- WHAT THE EXERCISE ASKS
Lay out the lines of the items below as a JSON list of strings, one string per line, starting with the line that contains "Definition first: for each instance of the fly" and going on through the line that contains "[[332, 147]]", with both of those lines included. Leave out blank lines and any lines outside that stretch.

- RECORDS SUPPLIED

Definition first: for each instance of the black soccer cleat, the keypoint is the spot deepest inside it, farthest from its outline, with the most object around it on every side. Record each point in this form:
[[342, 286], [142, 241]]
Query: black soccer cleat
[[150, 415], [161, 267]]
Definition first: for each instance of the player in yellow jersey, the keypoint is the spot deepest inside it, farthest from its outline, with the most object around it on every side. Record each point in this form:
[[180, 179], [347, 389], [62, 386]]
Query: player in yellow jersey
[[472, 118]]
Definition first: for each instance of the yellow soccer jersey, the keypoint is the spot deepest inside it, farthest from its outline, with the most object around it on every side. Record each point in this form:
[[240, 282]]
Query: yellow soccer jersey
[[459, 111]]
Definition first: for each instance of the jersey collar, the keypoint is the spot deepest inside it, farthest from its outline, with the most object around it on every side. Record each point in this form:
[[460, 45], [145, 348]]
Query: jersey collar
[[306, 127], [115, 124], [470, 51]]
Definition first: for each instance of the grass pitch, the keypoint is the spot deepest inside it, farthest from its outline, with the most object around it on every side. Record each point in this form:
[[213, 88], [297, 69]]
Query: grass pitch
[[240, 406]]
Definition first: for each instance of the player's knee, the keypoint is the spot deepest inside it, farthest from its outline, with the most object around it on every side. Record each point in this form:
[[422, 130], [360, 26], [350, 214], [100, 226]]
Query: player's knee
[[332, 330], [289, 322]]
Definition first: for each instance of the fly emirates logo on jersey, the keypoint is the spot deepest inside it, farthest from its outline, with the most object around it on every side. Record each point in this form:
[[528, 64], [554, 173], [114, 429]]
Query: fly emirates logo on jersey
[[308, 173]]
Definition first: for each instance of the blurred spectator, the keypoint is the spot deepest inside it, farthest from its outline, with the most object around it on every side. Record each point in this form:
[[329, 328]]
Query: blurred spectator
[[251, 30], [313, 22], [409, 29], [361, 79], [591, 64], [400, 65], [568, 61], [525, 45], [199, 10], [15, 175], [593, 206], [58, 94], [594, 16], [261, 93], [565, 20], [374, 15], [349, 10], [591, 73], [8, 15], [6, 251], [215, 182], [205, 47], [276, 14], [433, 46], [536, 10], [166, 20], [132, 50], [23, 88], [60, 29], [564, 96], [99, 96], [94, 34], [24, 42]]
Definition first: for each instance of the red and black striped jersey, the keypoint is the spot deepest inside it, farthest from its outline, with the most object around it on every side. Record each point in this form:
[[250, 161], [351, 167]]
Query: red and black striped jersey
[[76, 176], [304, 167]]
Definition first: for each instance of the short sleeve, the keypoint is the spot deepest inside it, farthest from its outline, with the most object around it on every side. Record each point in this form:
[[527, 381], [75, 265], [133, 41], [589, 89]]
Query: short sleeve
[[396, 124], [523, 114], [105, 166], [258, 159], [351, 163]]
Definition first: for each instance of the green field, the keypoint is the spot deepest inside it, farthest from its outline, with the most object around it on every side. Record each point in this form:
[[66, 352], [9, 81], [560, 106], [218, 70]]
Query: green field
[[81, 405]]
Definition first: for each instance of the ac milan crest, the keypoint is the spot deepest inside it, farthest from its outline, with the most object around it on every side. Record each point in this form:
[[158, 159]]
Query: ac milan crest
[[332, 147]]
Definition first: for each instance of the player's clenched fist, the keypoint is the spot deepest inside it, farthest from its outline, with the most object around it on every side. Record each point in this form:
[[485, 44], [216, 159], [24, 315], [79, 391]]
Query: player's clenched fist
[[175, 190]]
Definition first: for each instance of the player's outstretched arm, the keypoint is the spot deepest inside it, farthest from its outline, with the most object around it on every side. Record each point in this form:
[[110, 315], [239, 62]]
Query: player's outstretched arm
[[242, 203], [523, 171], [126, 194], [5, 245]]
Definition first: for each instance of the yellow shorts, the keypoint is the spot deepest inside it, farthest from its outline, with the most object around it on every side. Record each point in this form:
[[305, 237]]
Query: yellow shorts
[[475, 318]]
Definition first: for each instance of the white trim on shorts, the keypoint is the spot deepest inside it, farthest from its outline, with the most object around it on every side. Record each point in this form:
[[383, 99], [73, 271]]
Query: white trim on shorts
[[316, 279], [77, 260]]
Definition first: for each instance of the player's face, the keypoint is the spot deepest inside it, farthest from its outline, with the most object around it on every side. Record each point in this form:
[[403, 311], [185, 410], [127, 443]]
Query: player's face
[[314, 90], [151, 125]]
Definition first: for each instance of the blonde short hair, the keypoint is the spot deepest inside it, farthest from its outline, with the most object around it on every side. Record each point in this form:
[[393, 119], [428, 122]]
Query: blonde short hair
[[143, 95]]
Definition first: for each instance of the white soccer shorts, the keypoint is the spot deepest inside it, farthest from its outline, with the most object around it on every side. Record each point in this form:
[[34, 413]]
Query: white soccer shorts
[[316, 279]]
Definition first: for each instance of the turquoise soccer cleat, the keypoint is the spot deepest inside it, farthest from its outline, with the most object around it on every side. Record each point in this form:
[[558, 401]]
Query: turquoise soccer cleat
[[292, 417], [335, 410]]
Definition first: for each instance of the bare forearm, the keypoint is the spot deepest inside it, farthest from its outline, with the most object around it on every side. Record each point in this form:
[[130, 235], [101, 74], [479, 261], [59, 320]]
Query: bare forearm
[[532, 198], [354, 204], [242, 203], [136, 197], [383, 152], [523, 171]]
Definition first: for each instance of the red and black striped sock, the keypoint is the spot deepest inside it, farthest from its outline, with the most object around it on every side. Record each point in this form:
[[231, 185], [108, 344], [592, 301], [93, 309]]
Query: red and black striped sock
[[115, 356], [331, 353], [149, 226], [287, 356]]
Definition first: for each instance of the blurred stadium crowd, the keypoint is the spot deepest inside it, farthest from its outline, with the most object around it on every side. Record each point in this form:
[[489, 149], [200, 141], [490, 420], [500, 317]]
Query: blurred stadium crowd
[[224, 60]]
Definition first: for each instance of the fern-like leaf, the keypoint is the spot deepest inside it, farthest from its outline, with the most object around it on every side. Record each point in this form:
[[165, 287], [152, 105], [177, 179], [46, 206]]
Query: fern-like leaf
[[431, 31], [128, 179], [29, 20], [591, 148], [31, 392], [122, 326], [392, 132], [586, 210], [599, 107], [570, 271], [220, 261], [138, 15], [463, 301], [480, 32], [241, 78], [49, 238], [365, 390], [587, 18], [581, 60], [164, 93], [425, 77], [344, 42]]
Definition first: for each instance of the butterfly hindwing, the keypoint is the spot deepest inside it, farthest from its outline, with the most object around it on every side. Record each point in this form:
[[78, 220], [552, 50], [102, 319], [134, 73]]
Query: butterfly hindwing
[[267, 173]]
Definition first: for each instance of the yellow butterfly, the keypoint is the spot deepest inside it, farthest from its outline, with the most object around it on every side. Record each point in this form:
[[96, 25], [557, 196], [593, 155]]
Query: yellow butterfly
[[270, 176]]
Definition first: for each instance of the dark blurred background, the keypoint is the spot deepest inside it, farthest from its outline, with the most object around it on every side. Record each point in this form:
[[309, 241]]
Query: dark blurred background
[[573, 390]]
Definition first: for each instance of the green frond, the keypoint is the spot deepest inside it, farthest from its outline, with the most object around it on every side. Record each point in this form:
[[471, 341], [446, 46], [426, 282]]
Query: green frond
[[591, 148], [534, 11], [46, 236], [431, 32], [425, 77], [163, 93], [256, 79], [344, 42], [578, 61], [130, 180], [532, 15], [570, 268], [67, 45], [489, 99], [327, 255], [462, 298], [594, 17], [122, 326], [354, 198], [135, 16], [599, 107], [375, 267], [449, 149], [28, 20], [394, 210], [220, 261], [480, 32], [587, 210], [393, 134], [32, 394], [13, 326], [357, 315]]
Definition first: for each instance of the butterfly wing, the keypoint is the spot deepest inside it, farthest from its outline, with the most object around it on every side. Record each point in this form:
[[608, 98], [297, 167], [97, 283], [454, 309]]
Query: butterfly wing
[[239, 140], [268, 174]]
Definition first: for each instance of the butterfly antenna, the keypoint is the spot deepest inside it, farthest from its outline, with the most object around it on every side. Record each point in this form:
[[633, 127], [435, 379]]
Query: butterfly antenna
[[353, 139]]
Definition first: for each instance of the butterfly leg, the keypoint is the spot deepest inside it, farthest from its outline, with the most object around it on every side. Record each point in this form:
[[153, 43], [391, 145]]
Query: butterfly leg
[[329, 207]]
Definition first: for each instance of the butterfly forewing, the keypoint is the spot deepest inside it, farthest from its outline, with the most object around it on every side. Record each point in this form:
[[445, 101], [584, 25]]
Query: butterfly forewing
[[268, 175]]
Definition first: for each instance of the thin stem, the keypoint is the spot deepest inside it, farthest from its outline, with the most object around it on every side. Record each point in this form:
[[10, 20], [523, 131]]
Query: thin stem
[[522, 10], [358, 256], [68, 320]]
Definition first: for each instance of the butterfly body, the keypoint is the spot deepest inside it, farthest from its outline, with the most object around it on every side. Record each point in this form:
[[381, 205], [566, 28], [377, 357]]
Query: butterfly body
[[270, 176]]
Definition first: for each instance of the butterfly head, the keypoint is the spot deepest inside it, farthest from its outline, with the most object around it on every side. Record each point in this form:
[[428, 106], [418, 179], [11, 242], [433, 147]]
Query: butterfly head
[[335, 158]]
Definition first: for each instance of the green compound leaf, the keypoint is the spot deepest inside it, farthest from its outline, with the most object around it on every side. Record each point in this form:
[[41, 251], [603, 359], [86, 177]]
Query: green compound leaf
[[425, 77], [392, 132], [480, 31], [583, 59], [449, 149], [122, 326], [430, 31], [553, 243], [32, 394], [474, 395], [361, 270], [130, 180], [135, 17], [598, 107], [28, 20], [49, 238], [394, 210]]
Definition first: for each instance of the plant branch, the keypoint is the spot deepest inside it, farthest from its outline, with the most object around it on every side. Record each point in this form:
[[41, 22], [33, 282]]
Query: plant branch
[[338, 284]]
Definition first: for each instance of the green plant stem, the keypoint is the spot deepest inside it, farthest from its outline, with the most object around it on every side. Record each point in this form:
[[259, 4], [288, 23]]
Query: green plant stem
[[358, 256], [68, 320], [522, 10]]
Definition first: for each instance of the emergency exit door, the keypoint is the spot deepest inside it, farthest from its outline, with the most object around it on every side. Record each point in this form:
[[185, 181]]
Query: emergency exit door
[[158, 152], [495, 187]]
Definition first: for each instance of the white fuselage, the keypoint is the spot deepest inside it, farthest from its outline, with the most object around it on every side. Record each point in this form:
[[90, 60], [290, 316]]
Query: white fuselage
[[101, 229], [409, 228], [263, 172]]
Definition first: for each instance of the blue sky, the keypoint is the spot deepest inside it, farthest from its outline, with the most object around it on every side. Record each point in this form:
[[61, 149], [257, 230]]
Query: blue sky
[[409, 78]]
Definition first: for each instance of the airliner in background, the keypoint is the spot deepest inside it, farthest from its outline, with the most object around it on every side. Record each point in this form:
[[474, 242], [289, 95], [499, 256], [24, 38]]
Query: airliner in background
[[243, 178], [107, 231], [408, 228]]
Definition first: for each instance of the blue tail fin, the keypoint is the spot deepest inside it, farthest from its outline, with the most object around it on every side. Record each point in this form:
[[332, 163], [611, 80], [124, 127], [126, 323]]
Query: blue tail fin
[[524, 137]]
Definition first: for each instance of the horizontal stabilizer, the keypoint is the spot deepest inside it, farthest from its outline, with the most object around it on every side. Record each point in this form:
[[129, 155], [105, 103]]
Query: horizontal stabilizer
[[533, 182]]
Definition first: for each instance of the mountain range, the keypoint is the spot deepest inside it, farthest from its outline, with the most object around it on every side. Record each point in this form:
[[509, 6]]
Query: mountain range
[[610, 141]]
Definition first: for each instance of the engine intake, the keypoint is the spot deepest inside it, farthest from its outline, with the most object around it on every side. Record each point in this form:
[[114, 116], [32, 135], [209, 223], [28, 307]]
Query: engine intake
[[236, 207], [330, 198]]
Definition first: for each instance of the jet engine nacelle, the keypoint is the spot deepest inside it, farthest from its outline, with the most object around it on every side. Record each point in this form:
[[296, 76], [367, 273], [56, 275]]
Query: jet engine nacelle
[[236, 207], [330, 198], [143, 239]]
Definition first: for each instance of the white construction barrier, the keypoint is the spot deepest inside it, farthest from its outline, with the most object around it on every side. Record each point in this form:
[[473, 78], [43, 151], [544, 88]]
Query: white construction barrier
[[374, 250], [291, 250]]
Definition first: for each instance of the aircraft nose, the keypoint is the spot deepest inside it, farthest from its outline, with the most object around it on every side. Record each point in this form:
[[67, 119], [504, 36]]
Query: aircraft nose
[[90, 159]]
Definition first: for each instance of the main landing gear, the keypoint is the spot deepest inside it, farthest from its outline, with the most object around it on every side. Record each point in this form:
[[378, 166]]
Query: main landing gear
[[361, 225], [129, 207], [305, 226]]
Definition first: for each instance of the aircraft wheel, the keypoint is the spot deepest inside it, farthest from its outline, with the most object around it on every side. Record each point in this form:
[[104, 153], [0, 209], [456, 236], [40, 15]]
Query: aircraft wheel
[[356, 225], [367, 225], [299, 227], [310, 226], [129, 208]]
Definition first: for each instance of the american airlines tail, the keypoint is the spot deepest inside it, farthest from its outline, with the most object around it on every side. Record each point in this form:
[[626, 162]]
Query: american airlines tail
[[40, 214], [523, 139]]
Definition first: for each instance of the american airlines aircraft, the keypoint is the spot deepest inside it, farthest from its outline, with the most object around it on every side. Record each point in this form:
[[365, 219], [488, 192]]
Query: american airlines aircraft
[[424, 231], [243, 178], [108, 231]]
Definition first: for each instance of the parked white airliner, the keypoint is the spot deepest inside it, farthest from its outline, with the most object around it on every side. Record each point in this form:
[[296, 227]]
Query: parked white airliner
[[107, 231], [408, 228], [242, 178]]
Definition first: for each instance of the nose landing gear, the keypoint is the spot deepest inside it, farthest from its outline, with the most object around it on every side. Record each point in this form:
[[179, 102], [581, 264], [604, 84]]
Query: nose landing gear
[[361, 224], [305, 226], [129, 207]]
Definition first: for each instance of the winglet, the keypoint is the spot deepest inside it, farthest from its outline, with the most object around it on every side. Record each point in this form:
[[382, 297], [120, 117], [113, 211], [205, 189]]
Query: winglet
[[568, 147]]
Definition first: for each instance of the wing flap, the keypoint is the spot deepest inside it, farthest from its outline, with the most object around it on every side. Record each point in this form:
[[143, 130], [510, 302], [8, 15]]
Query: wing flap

- SOLUTION TO THIS EXERCISE
[
  "Definition first: for each instance of the fly emirates logo on jersey, the keypoint is the spot deepest inside it, farthest from its outline, with the most object around it on every side. Record each point in this form:",
  "[[528, 64], [554, 173], [114, 429]]",
  "Query: fly emirates logo on jersey",
  "[[308, 173]]",
  "Definition first: for each instance of the blurred spectator, the keypoint is the spot deepest inside it, farthest from its outline, with the most object around it on every side. Record each point in this form:",
  "[[329, 328]]",
  "Query: blurred spectator",
  "[[251, 30], [313, 22], [409, 29], [361, 79], [591, 64], [400, 65], [568, 61], [525, 45], [199, 10], [15, 175], [593, 206], [58, 94], [594, 16], [261, 93], [565, 20], [374, 15], [349, 10], [591, 73], [8, 15], [6, 251], [215, 182], [205, 47], [276, 14], [433, 46], [536, 10], [166, 20], [132, 50], [23, 88], [60, 29], [564, 96], [99, 96], [94, 34], [24, 42]]",
  "Definition first: for each instance of the red and black striped jersey, the keypoint is the spot deepest inside it, farthest from its outline, with the most object around it on every side. Record each point in this form:",
  "[[250, 161], [351, 167]]",
  "Query: red and black striped jersey",
  "[[76, 176], [304, 167]]",
  "Definition first: for each instance of the short sleeve, the keypoint is the spot deepest inside it, farthest from its outline, with the most object around it on every side. Record each point in this form:",
  "[[527, 381], [75, 265], [133, 41], [589, 89]]",
  "Query: short sleeve",
  "[[396, 124], [523, 114], [105, 166], [258, 159], [351, 163]]",
  "Definition first: for each instance of the green field, the keypoint is the spot deepest inside it, farthest from its outline, with the most object around it on every side. Record each point in this form:",
  "[[66, 352], [9, 81], [560, 106], [218, 70]]",
  "Query: green field",
  "[[81, 405]]",
  "Definition first: for each instance of the ac milan crest, the keypoint is the spot deepest inside it, farthest from its outline, with the most object around it on every side. Record each point in this form:",
  "[[158, 159]]",
  "Query: ac milan crest",
  "[[332, 147]]"
]